== DATA

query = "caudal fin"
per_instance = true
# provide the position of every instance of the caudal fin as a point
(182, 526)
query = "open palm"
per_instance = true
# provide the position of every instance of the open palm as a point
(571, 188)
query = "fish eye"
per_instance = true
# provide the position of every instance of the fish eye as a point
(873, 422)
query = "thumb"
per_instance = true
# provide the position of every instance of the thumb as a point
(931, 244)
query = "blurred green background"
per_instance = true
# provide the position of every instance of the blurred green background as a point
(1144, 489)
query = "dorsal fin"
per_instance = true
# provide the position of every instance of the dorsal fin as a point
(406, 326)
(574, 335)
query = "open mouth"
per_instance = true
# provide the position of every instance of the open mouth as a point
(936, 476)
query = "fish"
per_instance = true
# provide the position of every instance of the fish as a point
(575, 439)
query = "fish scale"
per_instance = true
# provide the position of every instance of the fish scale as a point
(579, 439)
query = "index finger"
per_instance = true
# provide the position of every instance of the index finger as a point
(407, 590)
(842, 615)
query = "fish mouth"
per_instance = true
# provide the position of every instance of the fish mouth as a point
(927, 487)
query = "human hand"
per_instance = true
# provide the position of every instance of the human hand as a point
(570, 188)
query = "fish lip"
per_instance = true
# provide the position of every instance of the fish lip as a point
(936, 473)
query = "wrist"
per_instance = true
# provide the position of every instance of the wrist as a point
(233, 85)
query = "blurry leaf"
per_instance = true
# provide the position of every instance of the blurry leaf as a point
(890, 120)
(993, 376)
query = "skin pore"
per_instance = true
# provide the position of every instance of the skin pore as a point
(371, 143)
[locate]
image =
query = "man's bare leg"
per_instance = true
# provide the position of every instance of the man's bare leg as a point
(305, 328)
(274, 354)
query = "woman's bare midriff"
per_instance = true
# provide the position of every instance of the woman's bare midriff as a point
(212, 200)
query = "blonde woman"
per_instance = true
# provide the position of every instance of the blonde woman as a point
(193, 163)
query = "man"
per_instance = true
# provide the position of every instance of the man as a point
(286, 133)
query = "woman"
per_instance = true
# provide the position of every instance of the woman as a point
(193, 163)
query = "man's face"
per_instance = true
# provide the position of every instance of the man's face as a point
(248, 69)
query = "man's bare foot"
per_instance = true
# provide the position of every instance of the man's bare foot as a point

====

#### WHAT YOU HAVE TO DO
Extract the full listing and reproduce each line exactly.

#### PROBLEM SOLUTION
query = "caudal fin"
per_instance = true
# provide the position of every instance of the caudal fin as a point
(182, 526)
query = "open palm"
per_instance = true
# provide the position of every instance of the open palm as a point
(571, 188)
query = "fish eye"
per_instance = true
# provide the position of every instance of the fish eye as a point
(873, 422)
query = "thumb"
per_instance = true
# provide the position of every instance of the thumb as a point
(931, 244)
query = "blurred green background"
per_instance = true
# provide the position of every instance of the blurred green background as a point
(1144, 489)
query = "dorsal fin"
per_instance = true
# provide the position of every instance of the dorsal fin as a point
(406, 326)
(574, 335)
query = "open mouth"
per_instance = true
# provide the position of every instance of the open mouth as a point
(936, 476)
query = "fish"
per_instance = true
# provide the position of every instance of the fish as a point
(575, 439)
query = "fish scale"
per_instance = true
# provide the position of every instance of the fish scale as a point
(579, 439)
query = "index finger"
per_instance = true
# provide the position of every instance of the index finger as a point
(407, 590)
(842, 615)
query = "fish mouth"
per_instance = true
# provide the position of every instance of the fish mouth as a point
(927, 487)
query = "human hand"
per_instance = true
# provide the position of every instance of the human hand as a point
(570, 188)
query = "fish lip"
per_instance = true
# provide the position of every instance of the fish lip as a point
(936, 473)
query = "wrist"
per_instance = true
# provide the position of every instance of the wrist as a point
(233, 85)
query = "blurry leaf"
per_instance = true
# provide the position of every instance of the blurry leaf as a point
(890, 120)
(993, 376)
query = "skin pore"
per_instance = true
# provide the position of every instance of the skin pore as a point
(371, 143)
[locate]
image =
query = "man's bare leg"
per_instance = true
# provide the position of every instance of the man's bare leg as a point
(305, 328)
(274, 354)
query = "woman's bare midriff"
per_instance = true
# provide the position of every instance of the woman's bare midriff as a point
(212, 200)
query = "blonde woman"
per_instance = true
# provide the position of every instance of the blonde woman as a point
(193, 163)
query = "man"
per_instance = true
# provide the position of every instance of the man as a point
(286, 133)
query = "woman"
per_instance = true
# provide the position of every instance of the woman as a point
(193, 163)
query = "man's face"
per_instance = true
# provide the position of every instance of the man's face as a point
(248, 69)
query = "man's bare foot"
per_instance = true
# provide the position of every instance of the man's bare foot as a point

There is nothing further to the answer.